START Passage shown

By Bill Faeth
We’re all in fear of the coronavirus (COVID-19): That’s our frustrating new reality. Unfortunately, within just a few short weeks, the economy has been turned upside down. It’s definitely a tough time in our world for many industries, but all travel and hospitality industries were among the first to bear the brunt of the impact.
However real the panic, there are some things that you can do to combat this and build both your brand and trust within your local community so that when business and/or leisure travels begin to increase again, you’re the company your community thinks of. And you can start this today.
Here’s what I recommend that you should be doing, and I would get this into action quickly.
First, write down the four or five things that you are presently doing that you did not do in the past to combat the coronavirus—or what processes you have stepped up in light of this outbreak—and create a safe environment for each one of your passengers. Once written, review it with your detail team and executive staff not only for completeness but for implementation. I would be very specific when describing what are you doing after every single pickup and drop off. Instead of simply saying you’re wiping down the interior, I strongly recommend listing out all of the spaces you are sanitizing, such as headrests, armrests, seat belts, doors, and handles, as well as the steering wheel and any controls in the driver’s cabin. According to the Center for Disease Control (CDC), the virus is spread through touching infected surfaces and then touching your face or nose. Include approved methods to combat coronavirus that are relevant to your business.

END Passage shown
START Source data

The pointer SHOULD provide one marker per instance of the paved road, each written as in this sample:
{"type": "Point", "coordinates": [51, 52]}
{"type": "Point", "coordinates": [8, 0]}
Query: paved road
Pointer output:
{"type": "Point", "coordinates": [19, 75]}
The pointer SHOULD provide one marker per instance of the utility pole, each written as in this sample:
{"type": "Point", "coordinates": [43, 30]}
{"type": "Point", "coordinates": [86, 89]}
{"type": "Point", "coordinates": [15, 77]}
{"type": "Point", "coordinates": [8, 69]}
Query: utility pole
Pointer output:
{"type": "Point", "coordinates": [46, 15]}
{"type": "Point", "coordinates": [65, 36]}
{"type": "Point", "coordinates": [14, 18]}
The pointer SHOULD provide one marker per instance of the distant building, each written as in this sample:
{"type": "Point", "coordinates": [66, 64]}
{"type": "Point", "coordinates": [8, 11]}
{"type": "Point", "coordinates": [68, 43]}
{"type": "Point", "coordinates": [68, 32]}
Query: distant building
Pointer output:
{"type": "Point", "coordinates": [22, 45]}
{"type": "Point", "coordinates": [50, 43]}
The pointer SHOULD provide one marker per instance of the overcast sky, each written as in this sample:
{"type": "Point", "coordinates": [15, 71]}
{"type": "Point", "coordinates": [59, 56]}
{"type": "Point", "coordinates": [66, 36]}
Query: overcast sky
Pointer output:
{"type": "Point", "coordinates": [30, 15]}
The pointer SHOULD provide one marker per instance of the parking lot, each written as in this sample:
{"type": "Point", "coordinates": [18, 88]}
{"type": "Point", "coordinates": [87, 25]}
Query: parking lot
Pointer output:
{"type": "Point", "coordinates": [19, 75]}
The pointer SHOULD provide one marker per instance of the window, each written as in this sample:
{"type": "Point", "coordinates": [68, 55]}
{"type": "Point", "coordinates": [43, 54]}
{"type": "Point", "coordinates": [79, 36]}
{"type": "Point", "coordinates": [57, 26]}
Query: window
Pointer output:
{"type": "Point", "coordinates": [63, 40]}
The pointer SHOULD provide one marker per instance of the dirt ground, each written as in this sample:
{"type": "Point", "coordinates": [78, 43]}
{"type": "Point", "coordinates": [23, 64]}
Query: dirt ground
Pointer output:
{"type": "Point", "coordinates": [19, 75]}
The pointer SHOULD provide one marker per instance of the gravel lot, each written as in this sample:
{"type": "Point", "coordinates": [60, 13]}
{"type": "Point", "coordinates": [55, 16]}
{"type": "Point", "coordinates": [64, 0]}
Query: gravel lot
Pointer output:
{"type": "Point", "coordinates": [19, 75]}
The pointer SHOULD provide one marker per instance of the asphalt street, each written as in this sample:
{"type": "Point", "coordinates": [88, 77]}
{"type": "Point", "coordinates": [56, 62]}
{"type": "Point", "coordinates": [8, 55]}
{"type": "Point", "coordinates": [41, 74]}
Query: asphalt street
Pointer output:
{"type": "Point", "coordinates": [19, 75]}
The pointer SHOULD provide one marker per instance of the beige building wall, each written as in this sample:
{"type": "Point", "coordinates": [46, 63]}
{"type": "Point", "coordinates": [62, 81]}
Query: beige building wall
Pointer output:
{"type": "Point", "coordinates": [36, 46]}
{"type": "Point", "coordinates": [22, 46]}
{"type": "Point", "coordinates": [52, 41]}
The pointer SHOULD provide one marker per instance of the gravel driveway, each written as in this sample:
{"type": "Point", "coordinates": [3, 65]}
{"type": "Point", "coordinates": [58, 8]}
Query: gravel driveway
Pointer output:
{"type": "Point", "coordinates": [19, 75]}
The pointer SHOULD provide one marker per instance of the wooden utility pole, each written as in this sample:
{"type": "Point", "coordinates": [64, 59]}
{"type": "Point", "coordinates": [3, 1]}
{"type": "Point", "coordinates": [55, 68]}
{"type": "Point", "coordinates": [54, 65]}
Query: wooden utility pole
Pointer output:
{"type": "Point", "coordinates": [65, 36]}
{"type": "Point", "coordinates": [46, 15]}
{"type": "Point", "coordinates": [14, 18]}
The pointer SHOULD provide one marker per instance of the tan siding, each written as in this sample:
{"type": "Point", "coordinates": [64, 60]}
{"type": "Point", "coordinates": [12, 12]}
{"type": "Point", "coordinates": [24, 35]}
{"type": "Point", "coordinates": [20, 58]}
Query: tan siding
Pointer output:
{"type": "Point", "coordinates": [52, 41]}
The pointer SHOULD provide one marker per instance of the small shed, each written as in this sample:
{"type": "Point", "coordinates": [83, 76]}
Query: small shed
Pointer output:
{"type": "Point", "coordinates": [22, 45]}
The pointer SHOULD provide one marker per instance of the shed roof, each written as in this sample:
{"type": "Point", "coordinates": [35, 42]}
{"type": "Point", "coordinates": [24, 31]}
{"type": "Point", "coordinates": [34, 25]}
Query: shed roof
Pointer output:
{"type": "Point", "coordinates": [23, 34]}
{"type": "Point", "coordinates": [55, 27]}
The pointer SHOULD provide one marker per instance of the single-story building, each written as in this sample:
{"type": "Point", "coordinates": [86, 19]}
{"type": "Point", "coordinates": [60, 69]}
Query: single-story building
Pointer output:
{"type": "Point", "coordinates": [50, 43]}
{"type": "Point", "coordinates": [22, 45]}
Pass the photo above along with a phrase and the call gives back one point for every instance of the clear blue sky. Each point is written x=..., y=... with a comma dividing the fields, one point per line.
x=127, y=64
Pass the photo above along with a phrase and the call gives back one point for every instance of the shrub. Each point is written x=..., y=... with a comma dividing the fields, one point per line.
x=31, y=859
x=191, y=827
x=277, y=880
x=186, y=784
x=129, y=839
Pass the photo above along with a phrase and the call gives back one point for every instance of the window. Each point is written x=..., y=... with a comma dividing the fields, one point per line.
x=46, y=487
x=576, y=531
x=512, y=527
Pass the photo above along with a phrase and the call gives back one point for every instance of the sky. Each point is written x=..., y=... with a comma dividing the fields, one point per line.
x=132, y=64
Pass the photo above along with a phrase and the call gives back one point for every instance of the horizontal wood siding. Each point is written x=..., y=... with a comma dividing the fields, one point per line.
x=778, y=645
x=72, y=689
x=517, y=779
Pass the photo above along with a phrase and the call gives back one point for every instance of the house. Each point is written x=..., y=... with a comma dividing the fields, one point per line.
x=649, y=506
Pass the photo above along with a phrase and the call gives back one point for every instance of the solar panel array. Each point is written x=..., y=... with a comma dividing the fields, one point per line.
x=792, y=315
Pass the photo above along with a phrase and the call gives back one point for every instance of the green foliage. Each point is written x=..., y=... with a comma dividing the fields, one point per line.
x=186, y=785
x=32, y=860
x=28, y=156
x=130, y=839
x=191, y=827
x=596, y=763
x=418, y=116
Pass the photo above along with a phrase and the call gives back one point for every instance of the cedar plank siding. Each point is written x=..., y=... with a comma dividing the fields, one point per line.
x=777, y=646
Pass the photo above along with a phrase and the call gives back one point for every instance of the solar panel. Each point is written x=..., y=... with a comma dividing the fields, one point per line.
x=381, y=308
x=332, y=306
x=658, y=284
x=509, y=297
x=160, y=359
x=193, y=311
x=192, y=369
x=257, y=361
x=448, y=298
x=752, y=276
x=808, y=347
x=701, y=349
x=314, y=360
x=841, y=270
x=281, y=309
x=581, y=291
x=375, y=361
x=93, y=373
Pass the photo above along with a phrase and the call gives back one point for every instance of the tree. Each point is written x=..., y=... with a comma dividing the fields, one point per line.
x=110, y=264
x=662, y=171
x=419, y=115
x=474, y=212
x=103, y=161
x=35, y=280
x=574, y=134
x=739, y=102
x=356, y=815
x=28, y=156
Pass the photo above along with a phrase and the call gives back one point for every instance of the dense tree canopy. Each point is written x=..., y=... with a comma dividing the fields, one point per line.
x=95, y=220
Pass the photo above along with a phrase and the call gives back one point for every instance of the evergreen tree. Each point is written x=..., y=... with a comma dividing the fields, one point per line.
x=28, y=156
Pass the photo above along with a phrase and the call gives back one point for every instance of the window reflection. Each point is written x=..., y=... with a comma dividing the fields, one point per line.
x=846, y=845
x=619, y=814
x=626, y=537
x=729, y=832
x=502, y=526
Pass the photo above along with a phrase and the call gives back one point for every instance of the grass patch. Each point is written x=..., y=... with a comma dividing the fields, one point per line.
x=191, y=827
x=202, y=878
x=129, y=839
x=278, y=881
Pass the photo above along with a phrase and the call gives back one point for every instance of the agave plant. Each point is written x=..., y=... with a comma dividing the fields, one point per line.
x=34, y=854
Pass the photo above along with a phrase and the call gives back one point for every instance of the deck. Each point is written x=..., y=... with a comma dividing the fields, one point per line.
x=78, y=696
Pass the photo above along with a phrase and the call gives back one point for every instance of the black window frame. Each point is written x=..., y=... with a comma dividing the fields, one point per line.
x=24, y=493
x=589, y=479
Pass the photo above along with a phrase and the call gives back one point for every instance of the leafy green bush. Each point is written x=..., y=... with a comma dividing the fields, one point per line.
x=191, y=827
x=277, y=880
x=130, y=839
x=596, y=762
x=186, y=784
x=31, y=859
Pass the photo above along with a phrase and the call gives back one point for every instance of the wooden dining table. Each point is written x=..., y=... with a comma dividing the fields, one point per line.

END Source data

**Task requirements:**
Answer these questions from the article on the coronavirus and travel businesses:
1. Which industries were among the first to bear the brunt of the impact?
2. With whom should the written list of new practices be reviewed?
3. According to the CDC, how is the virus spread?

**Answer below:**
1. All travel and hospitality industries.
2. The detail team and executive staff.
3. By touching infected surfaces and then touching your face or nose.